Start of Extracted information

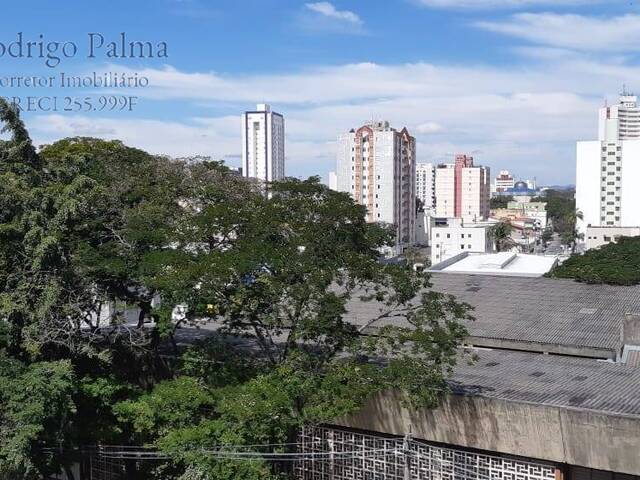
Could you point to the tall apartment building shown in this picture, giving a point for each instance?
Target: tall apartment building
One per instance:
(462, 190)
(608, 170)
(263, 144)
(426, 184)
(503, 181)
(376, 165)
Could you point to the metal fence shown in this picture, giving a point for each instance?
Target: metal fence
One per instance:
(393, 458)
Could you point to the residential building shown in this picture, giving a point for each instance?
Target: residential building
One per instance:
(503, 181)
(376, 166)
(621, 121)
(452, 236)
(462, 190)
(537, 211)
(263, 144)
(532, 184)
(333, 181)
(521, 192)
(426, 184)
(608, 170)
(596, 237)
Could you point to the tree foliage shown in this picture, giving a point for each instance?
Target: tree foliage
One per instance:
(271, 270)
(614, 264)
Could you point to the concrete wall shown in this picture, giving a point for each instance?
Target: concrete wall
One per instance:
(575, 437)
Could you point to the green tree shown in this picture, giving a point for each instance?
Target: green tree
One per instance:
(281, 269)
(36, 408)
(615, 264)
(277, 267)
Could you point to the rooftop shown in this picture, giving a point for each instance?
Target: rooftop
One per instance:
(505, 263)
(551, 380)
(533, 314)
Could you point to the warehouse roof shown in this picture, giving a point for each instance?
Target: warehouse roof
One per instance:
(551, 380)
(539, 314)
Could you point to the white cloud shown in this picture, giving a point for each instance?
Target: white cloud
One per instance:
(570, 31)
(524, 118)
(502, 4)
(428, 127)
(328, 10)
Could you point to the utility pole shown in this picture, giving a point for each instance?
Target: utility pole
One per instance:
(407, 457)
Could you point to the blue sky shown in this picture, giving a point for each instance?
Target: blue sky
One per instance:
(513, 82)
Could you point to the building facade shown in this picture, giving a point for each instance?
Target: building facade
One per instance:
(462, 190)
(376, 165)
(452, 236)
(503, 181)
(263, 144)
(608, 170)
(426, 184)
(597, 237)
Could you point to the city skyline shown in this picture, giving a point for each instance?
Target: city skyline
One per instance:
(511, 94)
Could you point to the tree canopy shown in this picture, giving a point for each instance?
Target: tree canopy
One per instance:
(269, 271)
(615, 264)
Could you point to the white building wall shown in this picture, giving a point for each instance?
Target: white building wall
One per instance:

End of Extracted information

Exercise goal -
Output the records above unchanged, minus their pictures.

Response area -
Could you point to the tall apartment building shown in this picture, giving a point for each instance?
Target: tall apartment building
One per instance:
(462, 190)
(608, 170)
(263, 144)
(426, 184)
(503, 181)
(376, 165)
Could you point to the metal fence shown in this picture, giving a point for each instance?
Target: metal fence
One per instance:
(393, 458)
Could you point to the residential building shown in this picture, giving a point for each instance?
Target: residential building
One per instance:
(503, 181)
(376, 166)
(621, 121)
(452, 236)
(462, 190)
(537, 211)
(263, 144)
(532, 184)
(333, 181)
(521, 192)
(426, 184)
(608, 170)
(596, 237)
Could you point to the tree foliage shown in this picture, giving a point for each instance?
Target: tree foliage
One per instance:
(271, 270)
(614, 264)
Could you point to the concrete wall shown in this picture, giving a point for each instance?
Target: concrete wall
One per instance:
(575, 437)
Could you point to the green tree shown in this picture, giving a point for each instance?
Target: green tree
One per instance:
(281, 269)
(36, 408)
(615, 264)
(277, 267)
Could you point to the rooftop shown in this picture, giving a point for each instance?
Target: rooftop
One per instance:
(505, 263)
(551, 380)
(533, 314)
Could you point to the warehouse roof shown in this picture, giving a point for each instance?
Target: warehouse roof
One per instance:
(551, 380)
(539, 314)
Could you point to the white cloud shown in this picture, giving a point for each instance?
Target: white cloud
One per instance:
(570, 31)
(524, 118)
(502, 4)
(428, 127)
(328, 10)
Could you point to the utility pole shown in this picture, giving a point for each instance?
Target: utility pole
One per instance:
(407, 457)
Could you point to the blue sky shown in this picture, giving a point for each instance?
Target: blue sky
One per instance:
(513, 82)
Could you point to the building facade shown in this picture, giving a point for each instance?
Target: building facade
One per instance:
(462, 190)
(376, 165)
(452, 236)
(503, 181)
(263, 144)
(608, 170)
(426, 184)
(597, 237)
Could you point to the city skyline shown in this picture, giving a point for each instance?
Target: city skyline
One per instance:
(511, 94)
Could you point to the tree canopy shown in this picture, giving a point for each instance?
Target: tree canopy
One per instance:
(269, 271)
(615, 264)
Could you point to the white building wall shown in this picture, giving a point for each instance?
Target: white building wall
One per instance:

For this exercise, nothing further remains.